Passage to read
((

Whether it’s missing shifts, not bringing their A-game at work or simply not caring enough to think about your company’s long-term vision, disengaged employees can wreak havoc to your business in more ways than one.
It’s difficult enough as it is to find and retain quality employees, let alone worry about the damaging effects that an actively disengaged workforce can bring.
“Actively disengaged employees aren’t just unhappy at work, they are resentful that their needs aren’t being met and are acting out their unhappiness. Every day, these workers potentially undermine what their engaged coworkers accomplish.”
From frequently showing up late to a shift to not showing up at all and bringing negative energy in the workplace by criticizing others, this level of disengagement you want to avoid at all costs.
After all, in this current job climate, the last thing you need to worry about is having a high employee turnover and a bad company reputation.
What Drives Employee Engagement
If a good paycheck, fun working environment or fancy perks don’t drive employee engagement, then what does?
While having meetings to address employee concerns, responding within an appropriate timeframe and keeping the lines of communication open via instant messaging platforms are all great methods to improve employee engagement, there’s an additional way that’s rarely talked about.
In order to truly maximize engagement with your employees in the communication realm, you need to show an actual interest in your employee’s life that goes beyond their roles and responsibilities.
Employees are human after all, with real-life problems that value meaningful conversations.
Having a vested interest in their actual life outside of work shows that you genuinely care about their well-being.
While you don’t have to play the role of a therapist or be the listening ear to their personal issues, you can easily express an interest in their lives.
Simply asking them what their plans for the weekend are and following up with them about it the following week is one easy way.

))

Work order
Extract word for word the part of the passage on disengaged employees that opens with the words containing "In order to" and closes with "about their well-being.". The listing that comes next has no connection to the text on employee disengagement.

Recorded information
((

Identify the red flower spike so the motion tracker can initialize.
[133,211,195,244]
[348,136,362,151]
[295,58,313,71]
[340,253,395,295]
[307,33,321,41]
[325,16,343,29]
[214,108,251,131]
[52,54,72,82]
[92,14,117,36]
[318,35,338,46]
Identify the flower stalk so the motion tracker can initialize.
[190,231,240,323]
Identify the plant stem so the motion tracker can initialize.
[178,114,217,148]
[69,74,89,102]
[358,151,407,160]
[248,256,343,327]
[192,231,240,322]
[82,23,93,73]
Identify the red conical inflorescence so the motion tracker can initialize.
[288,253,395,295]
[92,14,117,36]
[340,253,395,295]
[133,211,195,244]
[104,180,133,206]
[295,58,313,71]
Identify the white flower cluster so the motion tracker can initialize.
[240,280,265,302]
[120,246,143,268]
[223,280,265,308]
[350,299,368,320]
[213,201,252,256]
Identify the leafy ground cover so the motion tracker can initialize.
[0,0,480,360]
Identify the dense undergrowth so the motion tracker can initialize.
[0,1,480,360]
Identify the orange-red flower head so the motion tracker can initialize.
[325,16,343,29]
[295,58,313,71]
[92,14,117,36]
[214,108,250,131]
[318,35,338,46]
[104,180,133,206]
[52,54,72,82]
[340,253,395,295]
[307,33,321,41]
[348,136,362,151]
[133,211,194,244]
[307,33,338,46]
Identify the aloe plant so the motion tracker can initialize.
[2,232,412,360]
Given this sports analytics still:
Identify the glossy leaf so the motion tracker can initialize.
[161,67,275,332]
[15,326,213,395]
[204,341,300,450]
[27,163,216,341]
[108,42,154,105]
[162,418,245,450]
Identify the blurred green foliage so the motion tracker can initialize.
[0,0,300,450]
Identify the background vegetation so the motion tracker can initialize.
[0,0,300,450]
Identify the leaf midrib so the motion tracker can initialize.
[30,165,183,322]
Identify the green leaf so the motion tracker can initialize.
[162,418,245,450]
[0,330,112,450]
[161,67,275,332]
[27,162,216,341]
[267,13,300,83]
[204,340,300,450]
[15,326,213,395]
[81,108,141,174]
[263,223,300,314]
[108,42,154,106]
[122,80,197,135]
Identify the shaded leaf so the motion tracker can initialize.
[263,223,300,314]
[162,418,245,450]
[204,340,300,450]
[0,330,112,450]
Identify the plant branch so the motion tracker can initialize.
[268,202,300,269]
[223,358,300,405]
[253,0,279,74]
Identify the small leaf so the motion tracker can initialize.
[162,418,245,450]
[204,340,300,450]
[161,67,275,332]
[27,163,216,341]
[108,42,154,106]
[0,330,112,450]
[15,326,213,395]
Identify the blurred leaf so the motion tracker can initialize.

))

Response
In order to truly maximize engagement with your employees in the communication realm, you need to show an actual interest in your employee’s life that goes beyond their roles and responsibilities.
Employees are human after all, with real-life problems that value meaningful conversations.
Having a vested interest in their actual life outside of work shows that you genuinely care about their well-being.